### Task brief
Scan the records for the word "blue". Copy each line that includes it.

(Records from a collection)
==================================================

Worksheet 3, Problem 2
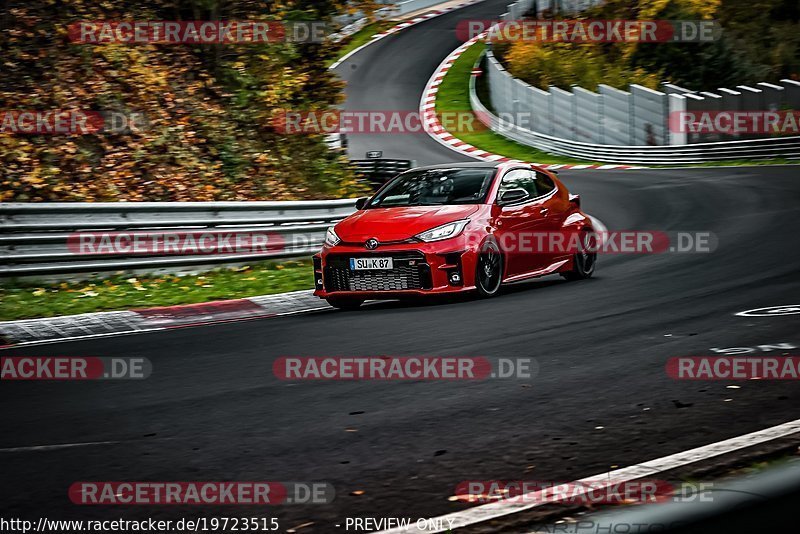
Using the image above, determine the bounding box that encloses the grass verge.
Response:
[435,41,595,165]
[438,42,798,168]
[0,259,314,321]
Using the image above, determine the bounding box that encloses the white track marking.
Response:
[330,36,386,70]
[0,441,122,452]
[736,305,800,317]
[375,418,800,533]
[1,327,166,350]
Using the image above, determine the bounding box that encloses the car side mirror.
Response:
[355,197,369,210]
[498,188,529,205]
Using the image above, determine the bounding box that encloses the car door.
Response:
[534,171,571,262]
[494,169,548,276]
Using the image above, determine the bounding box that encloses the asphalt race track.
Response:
[2,1,800,532]
[336,0,514,163]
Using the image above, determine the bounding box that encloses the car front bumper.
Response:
[313,241,479,299]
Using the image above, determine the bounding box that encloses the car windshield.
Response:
[367,168,495,208]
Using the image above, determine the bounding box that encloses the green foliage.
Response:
[502,0,799,92]
[713,0,800,82]
[628,0,775,89]
[504,41,660,90]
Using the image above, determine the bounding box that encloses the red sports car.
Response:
[313,162,597,309]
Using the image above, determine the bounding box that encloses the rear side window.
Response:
[535,172,555,195]
[499,169,538,198]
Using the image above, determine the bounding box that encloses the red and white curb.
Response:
[0,219,610,348]
[420,37,645,170]
[330,0,484,69]
[0,290,330,348]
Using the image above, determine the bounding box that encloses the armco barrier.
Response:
[0,200,358,277]
[474,0,800,160]
[387,0,453,16]
[471,60,800,164]
[483,47,800,154]
[333,0,465,37]
[351,159,416,183]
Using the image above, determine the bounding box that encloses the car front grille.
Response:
[324,252,432,292]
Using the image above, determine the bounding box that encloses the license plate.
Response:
[350,257,393,270]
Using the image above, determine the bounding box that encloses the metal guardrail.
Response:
[384,0,453,17]
[333,0,458,36]
[471,54,800,164]
[471,0,800,162]
[351,159,415,183]
[0,200,358,277]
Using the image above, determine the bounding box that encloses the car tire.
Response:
[562,229,597,281]
[326,297,364,310]
[475,240,503,298]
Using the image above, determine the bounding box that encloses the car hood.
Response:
[335,205,480,243]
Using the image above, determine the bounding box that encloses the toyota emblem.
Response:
[365,238,379,250]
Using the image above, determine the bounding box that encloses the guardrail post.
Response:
[550,86,575,140]
[598,90,605,145]
[699,91,724,141]
[667,94,687,145]
[598,84,632,145]
[631,84,668,146]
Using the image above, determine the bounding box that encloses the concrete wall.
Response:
[485,48,800,146]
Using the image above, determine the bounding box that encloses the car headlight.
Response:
[415,219,469,242]
[325,226,340,247]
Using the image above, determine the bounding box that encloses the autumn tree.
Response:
[1,0,370,201]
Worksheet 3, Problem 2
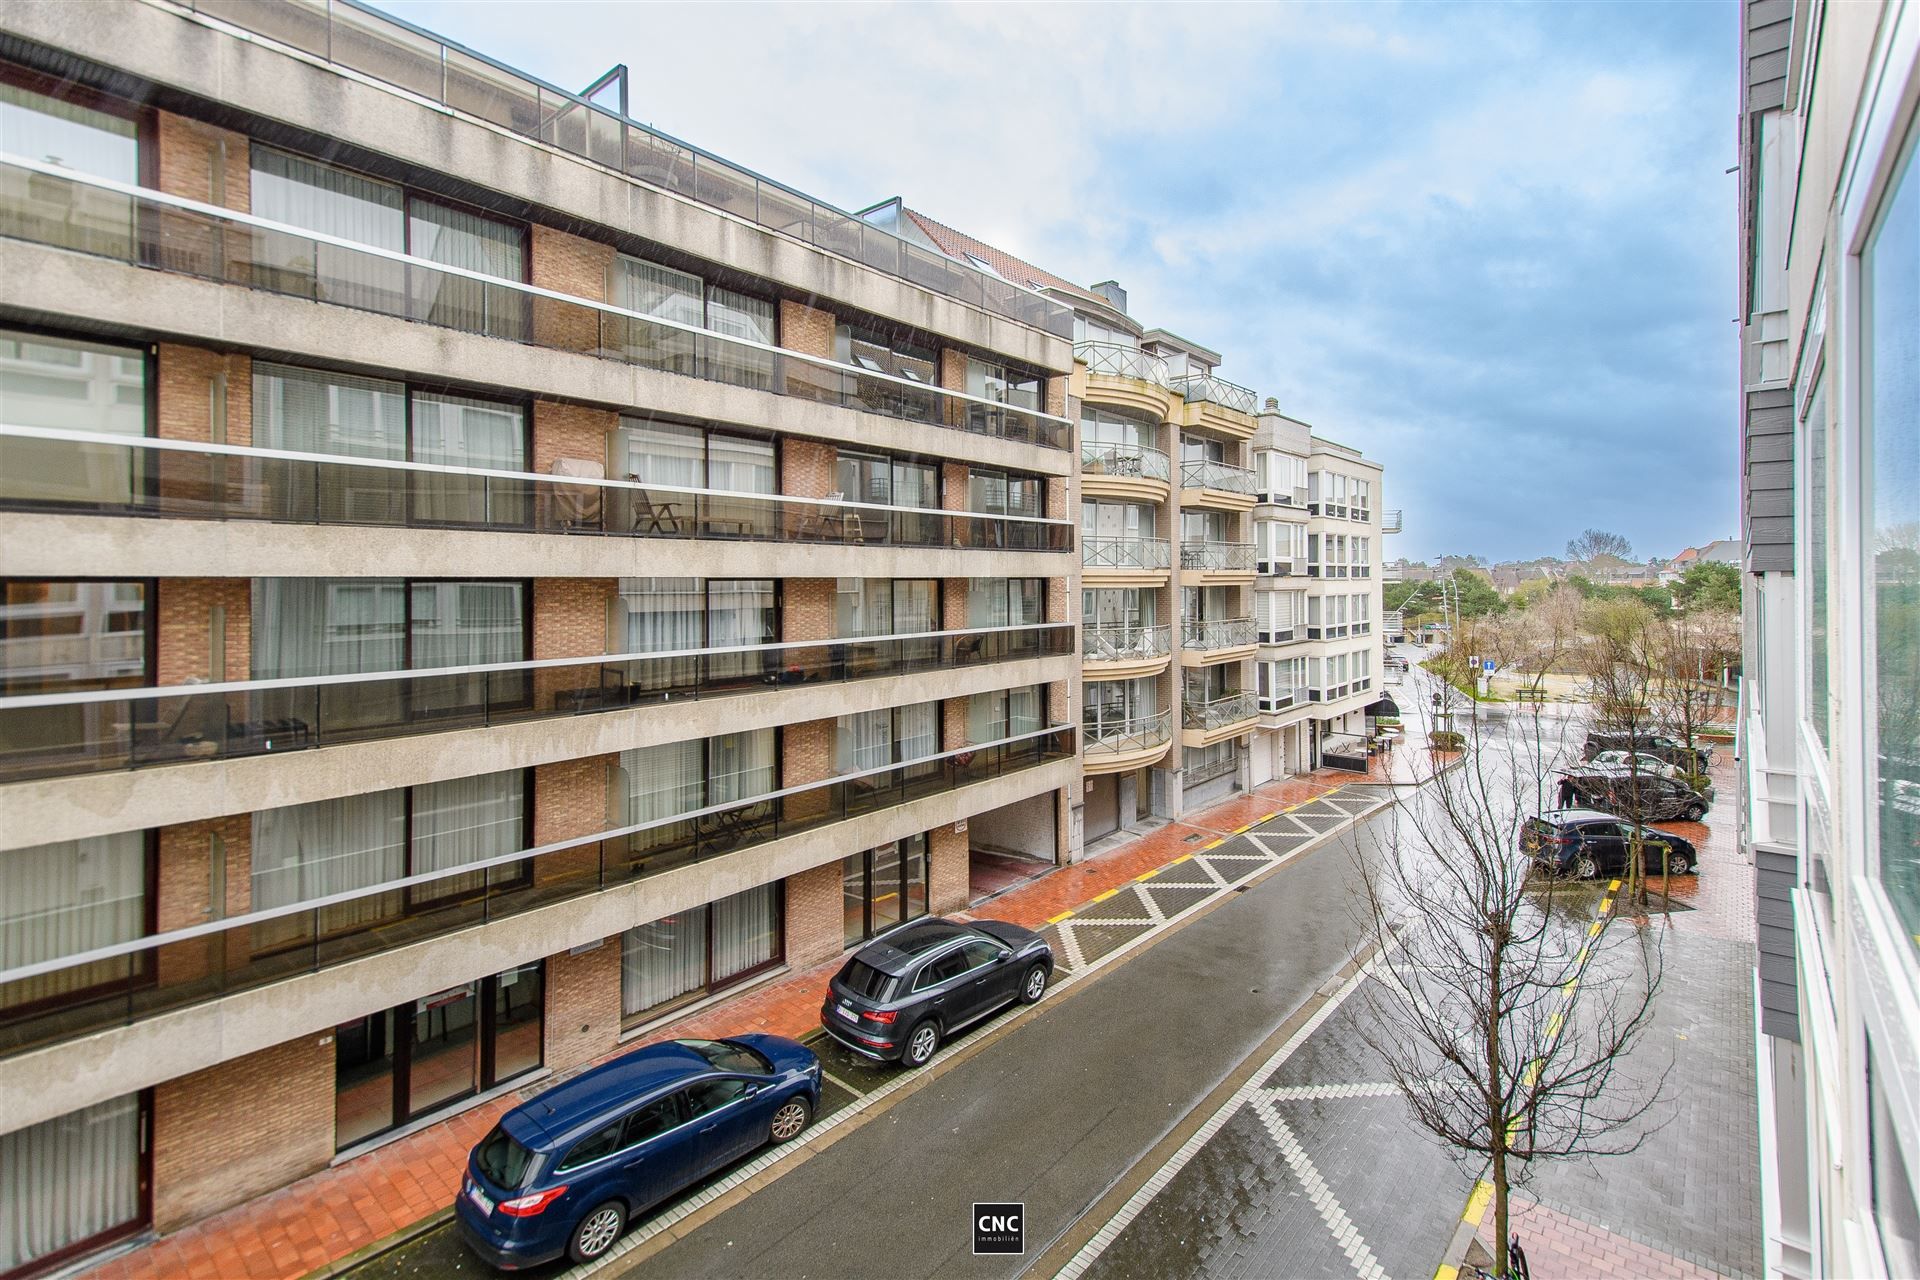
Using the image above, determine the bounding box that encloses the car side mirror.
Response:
[998,948,1013,962]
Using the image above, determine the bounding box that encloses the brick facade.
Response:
[157,344,253,446]
[780,718,835,824]
[529,225,614,354]
[151,1034,334,1232]
[783,862,843,968]
[154,111,251,284]
[542,937,622,1074]
[155,815,253,986]
[777,300,835,357]
[532,577,613,710]
[532,399,617,477]
[156,578,250,686]
[532,754,612,888]
[782,438,835,499]
[929,821,968,914]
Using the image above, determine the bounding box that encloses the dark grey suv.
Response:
[820,918,1053,1067]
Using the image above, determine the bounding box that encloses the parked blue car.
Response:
[454,1035,820,1268]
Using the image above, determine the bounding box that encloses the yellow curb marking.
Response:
[1170,853,1193,865]
[1461,1179,1493,1226]
[1202,837,1225,849]
[1545,1011,1564,1039]
[1136,867,1163,882]
[1434,1267,1460,1280]
[1598,897,1614,913]
[1608,878,1623,891]
[1232,822,1255,834]
[1091,888,1119,904]
[1264,812,1279,821]
[1588,920,1605,937]
[1046,910,1074,924]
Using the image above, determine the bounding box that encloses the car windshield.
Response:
[681,1038,773,1074]
[840,958,897,1001]
[475,1125,536,1191]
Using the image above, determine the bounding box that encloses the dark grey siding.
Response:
[1755,842,1800,1040]
[1745,386,1795,571]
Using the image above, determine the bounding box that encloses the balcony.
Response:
[1076,342,1171,387]
[1182,749,1238,787]
[1258,689,1300,714]
[1082,708,1173,773]
[1178,458,1258,497]
[1381,510,1403,534]
[0,426,1073,554]
[1257,555,1306,578]
[1080,443,1172,501]
[1083,536,1173,574]
[0,158,1072,448]
[1082,622,1172,667]
[1180,540,1257,573]
[0,724,1075,1059]
[1171,372,1258,416]
[161,0,1072,337]
[0,623,1072,784]
[1181,617,1258,652]
[1182,690,1258,732]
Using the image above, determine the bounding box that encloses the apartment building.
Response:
[874,209,1387,841]
[1736,1,1920,1275]
[0,2,1083,1271]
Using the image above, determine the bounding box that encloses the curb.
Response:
[303,1209,451,1279]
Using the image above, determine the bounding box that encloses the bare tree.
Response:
[1650,610,1739,788]
[1577,597,1667,906]
[1565,528,1634,568]
[1354,706,1666,1277]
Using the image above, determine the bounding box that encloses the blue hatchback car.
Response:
[454,1035,820,1269]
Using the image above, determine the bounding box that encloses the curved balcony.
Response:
[1082,708,1173,774]
[0,426,1074,555]
[1173,372,1258,416]
[1080,441,1172,503]
[1083,535,1173,583]
[1182,690,1259,747]
[1179,457,1258,512]
[1075,342,1175,419]
[0,724,1076,1059]
[0,622,1073,784]
[1076,342,1170,386]
[0,158,1072,449]
[1180,540,1257,581]
[1180,617,1258,661]
[1082,622,1172,679]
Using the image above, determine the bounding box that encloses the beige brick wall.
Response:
[533,753,612,889]
[543,937,622,1074]
[157,579,250,686]
[780,718,835,825]
[151,1034,334,1232]
[929,822,968,914]
[155,111,250,282]
[783,439,835,499]
[778,299,835,357]
[155,815,252,986]
[938,349,969,430]
[1045,375,1067,418]
[784,862,843,967]
[532,577,613,710]
[157,344,253,446]
[529,224,613,354]
[532,400,618,476]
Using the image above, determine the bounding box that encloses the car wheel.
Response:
[769,1096,811,1143]
[1020,963,1049,1004]
[903,1019,940,1068]
[1666,852,1693,876]
[568,1201,626,1264]
[1684,803,1706,822]
[1573,853,1600,881]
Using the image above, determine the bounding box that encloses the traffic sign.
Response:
[1482,659,1495,673]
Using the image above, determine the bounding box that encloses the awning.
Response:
[1365,696,1400,718]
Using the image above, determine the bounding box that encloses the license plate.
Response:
[467,1182,494,1215]
[835,1004,859,1024]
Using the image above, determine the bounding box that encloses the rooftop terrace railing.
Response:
[1075,342,1171,388]
[0,157,1072,449]
[0,425,1074,551]
[0,621,1073,784]
[0,723,1074,1059]
[1173,372,1258,416]
[178,0,1073,338]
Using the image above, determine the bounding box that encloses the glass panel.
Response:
[1867,127,1920,957]
[842,853,866,947]
[407,982,479,1116]
[0,833,146,1012]
[251,789,405,945]
[711,884,777,982]
[618,577,702,695]
[407,199,527,340]
[905,838,928,921]
[334,1010,394,1149]
[411,770,523,903]
[0,84,137,259]
[253,364,407,523]
[489,962,542,1084]
[621,908,708,1016]
[610,257,702,376]
[250,147,406,313]
[0,329,147,507]
[703,286,774,391]
[706,579,775,685]
[708,433,774,495]
[410,391,527,527]
[0,581,149,777]
[0,1093,142,1272]
[409,581,524,715]
[871,842,903,934]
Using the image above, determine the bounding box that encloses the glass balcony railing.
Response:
[1075,342,1171,387]
[1082,622,1171,663]
[0,157,1072,448]
[1183,690,1258,730]
[0,425,1074,551]
[1181,617,1257,651]
[174,0,1072,338]
[1381,510,1404,534]
[0,724,1075,1060]
[1172,372,1258,416]
[1080,441,1172,483]
[1081,708,1172,756]
[0,623,1073,784]
[1179,458,1257,495]
[1181,540,1257,572]
[1083,536,1173,571]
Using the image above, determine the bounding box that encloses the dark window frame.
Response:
[617,881,788,1028]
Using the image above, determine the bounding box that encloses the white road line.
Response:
[819,1068,866,1098]
[1052,946,1393,1280]
[1135,884,1167,925]
[1055,918,1089,971]
[1252,1095,1390,1280]
[1266,1082,1401,1101]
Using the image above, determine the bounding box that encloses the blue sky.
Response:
[378,0,1739,564]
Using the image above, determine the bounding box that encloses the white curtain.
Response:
[407,199,526,338]
[835,579,890,639]
[968,691,1006,745]
[620,577,702,692]
[250,147,405,313]
[251,789,405,931]
[708,434,773,494]
[897,702,939,776]
[707,579,773,682]
[836,709,892,774]
[611,255,702,374]
[621,911,707,1016]
[711,884,777,982]
[967,578,1009,629]
[1009,685,1043,738]
[253,578,405,679]
[253,363,406,460]
[409,582,524,670]
[894,581,935,635]
[0,833,145,1009]
[709,730,774,805]
[410,391,526,525]
[1011,579,1044,626]
[0,1093,141,1273]
[703,285,775,389]
[623,739,704,854]
[411,770,524,901]
[616,419,704,489]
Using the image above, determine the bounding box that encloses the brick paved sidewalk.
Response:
[1470,1192,1728,1279]
[79,759,1421,1280]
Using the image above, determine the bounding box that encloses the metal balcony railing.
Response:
[1181,617,1258,650]
[1178,457,1257,495]
[0,723,1075,1059]
[1183,690,1259,730]
[1381,510,1404,534]
[1181,540,1257,572]
[1172,372,1259,416]
[1083,536,1173,571]
[0,622,1073,784]
[1076,342,1171,387]
[0,425,1075,552]
[1082,623,1171,663]
[0,157,1072,448]
[1080,441,1172,483]
[172,0,1072,337]
[1081,708,1173,756]
[1182,749,1238,786]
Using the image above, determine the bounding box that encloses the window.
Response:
[623,1094,682,1145]
[686,1078,752,1115]
[617,729,775,862]
[968,467,1043,519]
[0,579,149,696]
[835,579,937,639]
[557,1119,627,1173]
[610,254,775,390]
[1870,1043,1920,1277]
[1081,405,1157,453]
[0,1093,146,1275]
[683,1038,773,1074]
[613,416,775,499]
[0,832,150,1013]
[915,948,968,991]
[474,1127,535,1192]
[620,883,783,1021]
[967,357,1041,410]
[0,79,140,263]
[1082,676,1156,734]
[1805,369,1831,748]
[0,328,148,507]
[967,578,1044,628]
[612,578,777,693]
[1864,121,1920,956]
[968,684,1045,744]
[842,834,930,946]
[835,701,939,774]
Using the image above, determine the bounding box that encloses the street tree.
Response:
[1578,597,1669,906]
[1354,708,1666,1278]
[1565,528,1634,567]
[1650,610,1740,787]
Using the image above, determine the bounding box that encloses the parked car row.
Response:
[1583,729,1714,773]
[1521,809,1700,880]
[455,917,1053,1269]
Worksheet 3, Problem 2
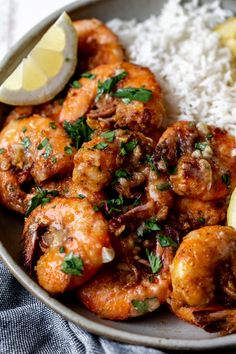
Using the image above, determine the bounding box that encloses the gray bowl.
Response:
[1,0,236,350]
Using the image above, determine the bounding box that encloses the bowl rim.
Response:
[1,0,236,350]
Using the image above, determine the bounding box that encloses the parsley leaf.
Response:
[131,300,148,314]
[22,137,31,149]
[222,172,231,188]
[70,80,81,89]
[115,169,131,179]
[194,142,207,151]
[157,234,177,247]
[59,246,65,253]
[146,154,158,173]
[42,144,52,159]
[0,148,6,154]
[95,71,127,102]
[64,118,94,150]
[81,72,96,79]
[145,219,161,232]
[49,121,57,129]
[78,194,86,199]
[113,87,153,103]
[146,249,162,274]
[22,127,27,133]
[64,146,73,155]
[25,188,59,217]
[100,196,124,214]
[61,252,84,276]
[101,131,115,142]
[37,138,49,150]
[120,140,138,156]
[156,182,171,191]
[93,142,108,150]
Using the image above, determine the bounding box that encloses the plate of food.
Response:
[2,0,236,350]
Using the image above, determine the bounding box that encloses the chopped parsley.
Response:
[70,80,81,89]
[22,137,31,149]
[222,173,231,188]
[93,205,100,212]
[93,142,108,150]
[37,138,49,150]
[146,154,158,173]
[207,133,213,139]
[157,234,177,248]
[51,157,57,164]
[0,148,6,154]
[145,249,162,274]
[156,182,171,191]
[78,194,86,199]
[64,146,73,155]
[120,140,138,156]
[113,87,153,103]
[49,121,57,129]
[114,169,131,179]
[145,219,162,232]
[59,246,65,254]
[100,196,124,214]
[81,72,96,79]
[42,144,52,159]
[25,188,59,217]
[61,252,84,276]
[95,71,127,102]
[194,142,207,151]
[131,299,149,314]
[101,131,115,142]
[64,118,93,149]
[22,127,27,133]
[197,217,205,224]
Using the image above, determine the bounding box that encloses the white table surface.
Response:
[0,0,75,60]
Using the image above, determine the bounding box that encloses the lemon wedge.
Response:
[0,12,77,105]
[215,17,236,58]
[227,187,236,229]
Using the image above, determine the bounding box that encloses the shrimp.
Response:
[78,234,174,320]
[23,197,113,294]
[73,129,153,194]
[154,121,236,201]
[169,225,236,335]
[59,62,165,141]
[0,115,74,213]
[73,19,124,71]
[171,197,226,234]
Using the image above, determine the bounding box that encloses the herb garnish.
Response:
[120,140,138,156]
[113,87,153,103]
[25,188,59,217]
[0,148,6,154]
[131,299,149,314]
[101,131,115,142]
[93,205,100,212]
[59,246,65,254]
[157,234,177,248]
[114,169,131,179]
[197,217,205,224]
[64,118,94,149]
[194,142,207,151]
[61,252,84,276]
[93,142,108,150]
[22,137,31,149]
[70,80,81,89]
[207,133,213,139]
[78,194,86,199]
[81,72,96,79]
[22,127,27,133]
[95,71,127,102]
[222,173,231,188]
[64,146,73,155]
[100,196,124,214]
[37,138,49,150]
[49,121,57,129]
[156,182,171,191]
[43,144,53,159]
[146,154,158,173]
[145,249,162,274]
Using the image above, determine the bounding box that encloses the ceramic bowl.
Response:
[1,0,236,350]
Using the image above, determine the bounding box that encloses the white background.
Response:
[0,0,74,60]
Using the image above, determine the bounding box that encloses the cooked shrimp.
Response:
[59,62,165,141]
[0,115,74,213]
[172,197,226,233]
[23,197,113,294]
[154,121,236,201]
[78,237,174,320]
[73,19,124,71]
[169,225,236,334]
[73,129,153,194]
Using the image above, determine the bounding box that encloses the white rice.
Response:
[107,0,236,135]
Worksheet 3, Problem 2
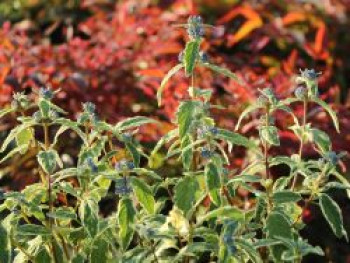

==================================================

### Answer section
Using the image above, determine the bounding box that encloses the parked blue car.
Using the image above, determine the bounding box that encloses the blue hatchback car.
Using the image above, determine the bounding box that encloses the blue sky.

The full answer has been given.